Segment Start: Data records

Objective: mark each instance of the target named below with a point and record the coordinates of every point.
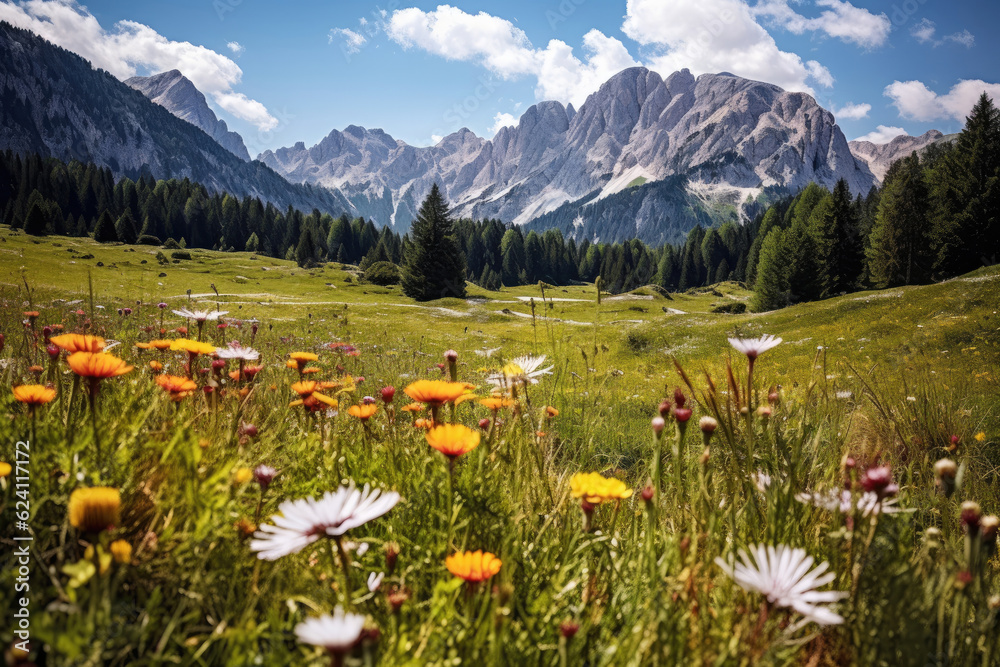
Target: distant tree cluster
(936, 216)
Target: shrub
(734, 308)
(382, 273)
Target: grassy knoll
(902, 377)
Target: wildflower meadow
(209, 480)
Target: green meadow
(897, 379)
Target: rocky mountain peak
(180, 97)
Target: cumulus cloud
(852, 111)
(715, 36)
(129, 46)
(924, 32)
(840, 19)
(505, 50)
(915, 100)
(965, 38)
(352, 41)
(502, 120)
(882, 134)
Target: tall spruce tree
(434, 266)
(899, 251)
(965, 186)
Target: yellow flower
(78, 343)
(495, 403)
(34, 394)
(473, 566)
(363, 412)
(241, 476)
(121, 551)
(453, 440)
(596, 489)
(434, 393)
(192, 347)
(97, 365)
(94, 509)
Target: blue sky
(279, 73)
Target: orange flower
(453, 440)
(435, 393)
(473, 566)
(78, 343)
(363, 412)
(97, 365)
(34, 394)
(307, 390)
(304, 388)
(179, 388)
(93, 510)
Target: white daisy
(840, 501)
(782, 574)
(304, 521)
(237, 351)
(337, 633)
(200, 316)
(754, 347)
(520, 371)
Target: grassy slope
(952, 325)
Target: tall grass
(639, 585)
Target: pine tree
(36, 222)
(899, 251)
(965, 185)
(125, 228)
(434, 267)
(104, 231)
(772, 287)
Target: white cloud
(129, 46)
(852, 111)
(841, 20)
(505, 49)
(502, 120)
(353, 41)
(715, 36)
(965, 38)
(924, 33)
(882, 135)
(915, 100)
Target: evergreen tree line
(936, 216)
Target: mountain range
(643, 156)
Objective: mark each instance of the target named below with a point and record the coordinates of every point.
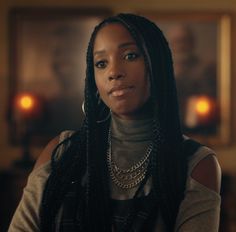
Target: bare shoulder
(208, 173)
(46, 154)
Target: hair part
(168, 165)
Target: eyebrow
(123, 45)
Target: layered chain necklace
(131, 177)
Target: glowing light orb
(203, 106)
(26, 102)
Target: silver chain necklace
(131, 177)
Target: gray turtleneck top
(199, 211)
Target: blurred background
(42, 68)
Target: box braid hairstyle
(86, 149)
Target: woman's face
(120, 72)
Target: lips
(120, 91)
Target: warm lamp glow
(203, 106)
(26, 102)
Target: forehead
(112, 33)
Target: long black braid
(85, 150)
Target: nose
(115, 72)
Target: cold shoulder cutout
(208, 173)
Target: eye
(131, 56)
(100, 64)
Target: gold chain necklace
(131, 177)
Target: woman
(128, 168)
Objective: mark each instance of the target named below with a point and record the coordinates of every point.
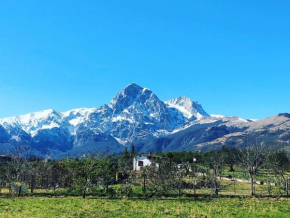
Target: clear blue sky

Segment End: Data records

__Exercise goal__.
Copy the records exactly as they appear, excluding images.

__Answer section__.
Objective: mark each instance of the target named below with a point and record the coordinates of every point.
Target: distant tree cluster
(936, 216)
Target: shrub
(734, 308)
(382, 273)
Target: grassy knoll
(902, 377)
Target: wildflower meadow
(209, 480)
Target: green meadow
(897, 379)
Target: rocky mountain peak
(180, 97)
Target: cumulus cloud
(852, 111)
(715, 36)
(129, 46)
(924, 32)
(840, 19)
(505, 50)
(915, 100)
(965, 38)
(352, 41)
(502, 120)
(882, 134)
Target: tall spruce tree
(434, 266)
(899, 251)
(965, 186)
Target: yellow flower
(78, 343)
(495, 403)
(34, 394)
(473, 566)
(363, 412)
(241, 476)
(121, 551)
(453, 440)
(596, 489)
(434, 393)
(192, 347)
(97, 365)
(94, 509)
Target: blue sky
(279, 73)
Target: orange flower
(453, 440)
(435, 393)
(473, 566)
(78, 343)
(363, 412)
(97, 365)
(34, 394)
(307, 390)
(304, 388)
(179, 388)
(93, 510)
Target: white daisy
(840, 501)
(782, 574)
(304, 521)
(237, 351)
(337, 633)
(200, 316)
(754, 347)
(520, 371)
Target: grassy slope
(952, 325)
Target: tall grass
(639, 585)
Target: pine tree
(36, 222)
(899, 251)
(965, 185)
(125, 228)
(434, 267)
(104, 231)
(772, 287)
Target: white cloud
(129, 46)
(852, 111)
(841, 20)
(505, 49)
(502, 120)
(353, 41)
(715, 36)
(965, 38)
(924, 33)
(882, 135)
(915, 100)
Target: evergreen tree line
(936, 216)
Target: mountain range
(643, 156)
Objective: mark each instance of the target named below with a point and record the coordinates of every point.
Target: bare shoulder
(208, 173)
(46, 154)
Target: hair part
(168, 165)
Target: eyebrow
(123, 45)
Target: layered chain necklace
(131, 177)
Target: glowing light orb
(203, 106)
(26, 102)
Target: silver chain necklace
(131, 177)
Target: gray turtleneck top
(199, 211)
Target: blurred background
(42, 68)
Target: box braid hairstyle
(86, 149)
Target: woman's face
(120, 72)
Target: lips
(120, 91)
Target: warm lamp glow
(203, 106)
(26, 102)
Target: forehead
(112, 33)
Target: long black braid
(85, 150)
Target: nose
(115, 72)
Target: cold shoulder cutout
(208, 173)
Target: eye
(131, 56)
(100, 64)
Target: gold chain necklace
(131, 177)
Target: woman
(128, 168)
Objective: mark each instance of the target named below with a point and record the coordinates of every point.
Target: clear blue sky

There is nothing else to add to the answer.